**TASKS TO PERFORM:**
(1) Set down the passage of the Graph Peak Caller page from "If you have your" to "whole-genome ChIP-seq experiment.", word for word.
(2) Answer these from the Graph Peak Caller page, one line per question:
(a) On what date was the page last edited?
(b) Which chromosomes does the tutorial assume you have?
(c) What should replace seq 1 5 for human data?

**SELECTED EXTRACT:**
▬▬▬

Skip to content

Building you own graphs from scratch preparing them for Graph Peak Caller

ivargr edited this page Apr 12, 2019 · 10 revisions

If you have your own set of variants (snps/indels), then vg has a very good guide for creating whole-genome graphs from a vcf file and a linear reference. In case the vg team changes or removes their guide, we have copied and slightly rewritten the version of the guide that we used to create graphs when testing Graph Peak Caller. Our version of the guide can be found here.

The following assumes you have created your graphs following that vg tutorial, and now have one vg graph for each chromosome. We will now convert these to Offset Based Graphs and produce the necessary files needed in order to run a whole-genome ChIP-seq experiment.

This tutorial assumes you are having chromosomes 1-5. If you have something else, simply change seq 1 5 to what you have (for human, you can use seq 1 22; echo X; echo Y).

▬▬▬

**AVAILABLE DATA:**
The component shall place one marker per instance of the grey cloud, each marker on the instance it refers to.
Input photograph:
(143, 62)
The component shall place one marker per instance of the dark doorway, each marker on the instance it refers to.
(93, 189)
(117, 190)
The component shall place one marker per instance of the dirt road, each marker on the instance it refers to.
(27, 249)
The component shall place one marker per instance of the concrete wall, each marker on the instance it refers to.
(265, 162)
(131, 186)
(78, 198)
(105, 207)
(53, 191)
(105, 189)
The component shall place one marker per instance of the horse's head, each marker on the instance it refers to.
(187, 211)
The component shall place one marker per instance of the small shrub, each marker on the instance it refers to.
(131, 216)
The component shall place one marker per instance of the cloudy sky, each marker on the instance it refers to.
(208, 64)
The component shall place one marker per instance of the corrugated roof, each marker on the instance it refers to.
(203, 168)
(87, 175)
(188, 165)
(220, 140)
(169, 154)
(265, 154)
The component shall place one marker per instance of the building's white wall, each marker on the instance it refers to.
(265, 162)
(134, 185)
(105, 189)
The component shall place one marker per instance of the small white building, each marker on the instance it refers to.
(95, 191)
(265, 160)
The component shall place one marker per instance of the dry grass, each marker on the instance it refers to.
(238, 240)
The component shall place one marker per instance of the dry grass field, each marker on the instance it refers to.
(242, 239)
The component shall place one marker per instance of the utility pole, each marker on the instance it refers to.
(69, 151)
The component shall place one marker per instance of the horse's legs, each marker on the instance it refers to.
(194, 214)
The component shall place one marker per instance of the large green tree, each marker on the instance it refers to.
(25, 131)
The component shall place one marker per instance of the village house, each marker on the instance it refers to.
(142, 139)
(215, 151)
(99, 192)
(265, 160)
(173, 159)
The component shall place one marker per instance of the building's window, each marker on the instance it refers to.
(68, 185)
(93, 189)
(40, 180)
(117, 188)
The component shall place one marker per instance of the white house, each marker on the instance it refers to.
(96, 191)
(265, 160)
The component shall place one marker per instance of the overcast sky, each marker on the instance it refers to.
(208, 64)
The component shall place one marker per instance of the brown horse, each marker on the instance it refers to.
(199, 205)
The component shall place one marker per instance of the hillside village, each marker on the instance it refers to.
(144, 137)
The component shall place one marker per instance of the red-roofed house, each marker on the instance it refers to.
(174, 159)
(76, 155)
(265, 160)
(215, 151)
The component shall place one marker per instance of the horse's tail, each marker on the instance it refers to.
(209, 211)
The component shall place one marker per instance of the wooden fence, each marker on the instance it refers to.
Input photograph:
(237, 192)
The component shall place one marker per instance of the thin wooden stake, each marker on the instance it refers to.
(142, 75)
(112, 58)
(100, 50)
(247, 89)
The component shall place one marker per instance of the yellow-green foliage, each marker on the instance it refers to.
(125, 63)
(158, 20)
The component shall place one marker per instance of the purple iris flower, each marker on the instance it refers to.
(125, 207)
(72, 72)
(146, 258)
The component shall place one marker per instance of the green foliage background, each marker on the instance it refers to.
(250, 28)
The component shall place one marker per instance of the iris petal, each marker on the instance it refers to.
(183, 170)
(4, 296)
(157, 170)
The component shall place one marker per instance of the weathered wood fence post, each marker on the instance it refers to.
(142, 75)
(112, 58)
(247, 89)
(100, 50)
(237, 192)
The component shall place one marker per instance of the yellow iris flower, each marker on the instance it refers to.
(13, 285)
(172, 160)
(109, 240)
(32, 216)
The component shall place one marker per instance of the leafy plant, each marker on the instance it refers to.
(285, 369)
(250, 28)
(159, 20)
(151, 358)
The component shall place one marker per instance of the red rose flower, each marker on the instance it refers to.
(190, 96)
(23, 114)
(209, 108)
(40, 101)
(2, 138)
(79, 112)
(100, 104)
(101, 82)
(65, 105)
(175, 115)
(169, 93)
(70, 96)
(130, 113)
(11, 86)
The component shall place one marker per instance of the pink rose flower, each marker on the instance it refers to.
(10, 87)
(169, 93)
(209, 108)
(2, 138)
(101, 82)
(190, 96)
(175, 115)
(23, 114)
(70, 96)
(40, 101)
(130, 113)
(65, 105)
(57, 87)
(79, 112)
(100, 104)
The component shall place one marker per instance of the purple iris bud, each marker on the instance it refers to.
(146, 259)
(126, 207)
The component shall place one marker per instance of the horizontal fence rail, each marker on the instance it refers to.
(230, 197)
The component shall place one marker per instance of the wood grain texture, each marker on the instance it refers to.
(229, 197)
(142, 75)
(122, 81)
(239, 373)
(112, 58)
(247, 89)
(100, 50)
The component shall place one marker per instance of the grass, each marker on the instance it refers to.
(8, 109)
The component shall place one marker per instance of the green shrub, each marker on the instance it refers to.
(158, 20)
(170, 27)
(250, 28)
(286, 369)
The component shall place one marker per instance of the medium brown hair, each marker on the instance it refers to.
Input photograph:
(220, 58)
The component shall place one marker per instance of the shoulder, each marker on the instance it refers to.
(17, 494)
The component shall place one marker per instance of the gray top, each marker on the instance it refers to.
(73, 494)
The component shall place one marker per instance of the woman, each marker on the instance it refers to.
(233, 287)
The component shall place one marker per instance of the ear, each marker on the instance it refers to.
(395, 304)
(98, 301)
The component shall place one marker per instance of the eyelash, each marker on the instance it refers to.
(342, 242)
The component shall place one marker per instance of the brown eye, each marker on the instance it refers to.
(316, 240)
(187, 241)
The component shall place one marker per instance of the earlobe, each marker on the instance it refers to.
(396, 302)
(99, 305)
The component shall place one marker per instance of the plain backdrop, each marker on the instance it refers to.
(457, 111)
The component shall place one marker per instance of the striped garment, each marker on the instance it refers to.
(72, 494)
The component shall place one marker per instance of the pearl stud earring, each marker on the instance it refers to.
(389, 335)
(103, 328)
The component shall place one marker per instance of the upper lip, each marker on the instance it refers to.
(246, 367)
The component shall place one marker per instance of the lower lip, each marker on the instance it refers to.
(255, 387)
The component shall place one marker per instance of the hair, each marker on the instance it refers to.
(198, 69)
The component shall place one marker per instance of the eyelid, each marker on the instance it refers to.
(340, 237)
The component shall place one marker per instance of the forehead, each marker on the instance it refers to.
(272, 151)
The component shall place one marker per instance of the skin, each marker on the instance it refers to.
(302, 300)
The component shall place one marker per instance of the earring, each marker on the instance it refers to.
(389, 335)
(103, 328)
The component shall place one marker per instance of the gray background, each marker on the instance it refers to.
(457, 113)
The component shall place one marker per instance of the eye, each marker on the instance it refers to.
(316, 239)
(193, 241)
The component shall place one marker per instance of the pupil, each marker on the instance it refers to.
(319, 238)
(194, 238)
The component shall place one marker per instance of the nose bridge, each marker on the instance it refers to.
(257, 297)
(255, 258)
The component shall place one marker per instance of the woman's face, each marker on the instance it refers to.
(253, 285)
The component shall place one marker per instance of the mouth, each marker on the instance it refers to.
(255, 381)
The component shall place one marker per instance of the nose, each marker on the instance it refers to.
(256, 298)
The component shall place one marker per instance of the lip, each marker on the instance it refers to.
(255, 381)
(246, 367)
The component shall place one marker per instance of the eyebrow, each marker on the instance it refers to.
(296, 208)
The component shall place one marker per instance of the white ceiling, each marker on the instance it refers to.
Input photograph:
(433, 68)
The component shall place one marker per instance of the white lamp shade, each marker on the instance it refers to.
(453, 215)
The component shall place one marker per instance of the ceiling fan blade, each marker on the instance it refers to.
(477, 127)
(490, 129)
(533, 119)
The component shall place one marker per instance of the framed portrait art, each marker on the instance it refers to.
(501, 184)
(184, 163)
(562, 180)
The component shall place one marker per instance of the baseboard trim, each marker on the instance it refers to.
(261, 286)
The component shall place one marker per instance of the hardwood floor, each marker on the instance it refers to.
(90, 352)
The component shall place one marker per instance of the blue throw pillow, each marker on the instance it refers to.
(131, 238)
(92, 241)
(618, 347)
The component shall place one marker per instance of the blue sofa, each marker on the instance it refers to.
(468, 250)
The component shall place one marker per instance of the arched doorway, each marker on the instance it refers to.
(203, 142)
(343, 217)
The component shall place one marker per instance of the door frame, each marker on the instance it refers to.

▬▬▬

**ANSWERS BELOW:**
(1)
If you have your own set of variants (snps/indels), then vg has a very good guide for creating whole-genome graphs from a vcf file and a linear reference. In case the vg team changes or removes their guide, we have copied and slightly rewritten the version of the guide that we used to create graphs when testing Graph Peak Caller. Our version of the guide can be found here.

The following assumes you have created your graphs following that vg tutorial, and now have one vg graph for each chromosome. We will now convert these to Offset Based Graphs and produce the necessary files needed in order to run a whole-genome ChIP-seq experiment.

(2)
(a) Apr 12, 2019
(b) Chromosomes 1-5
(c) seq 1 22; echo X; echo Y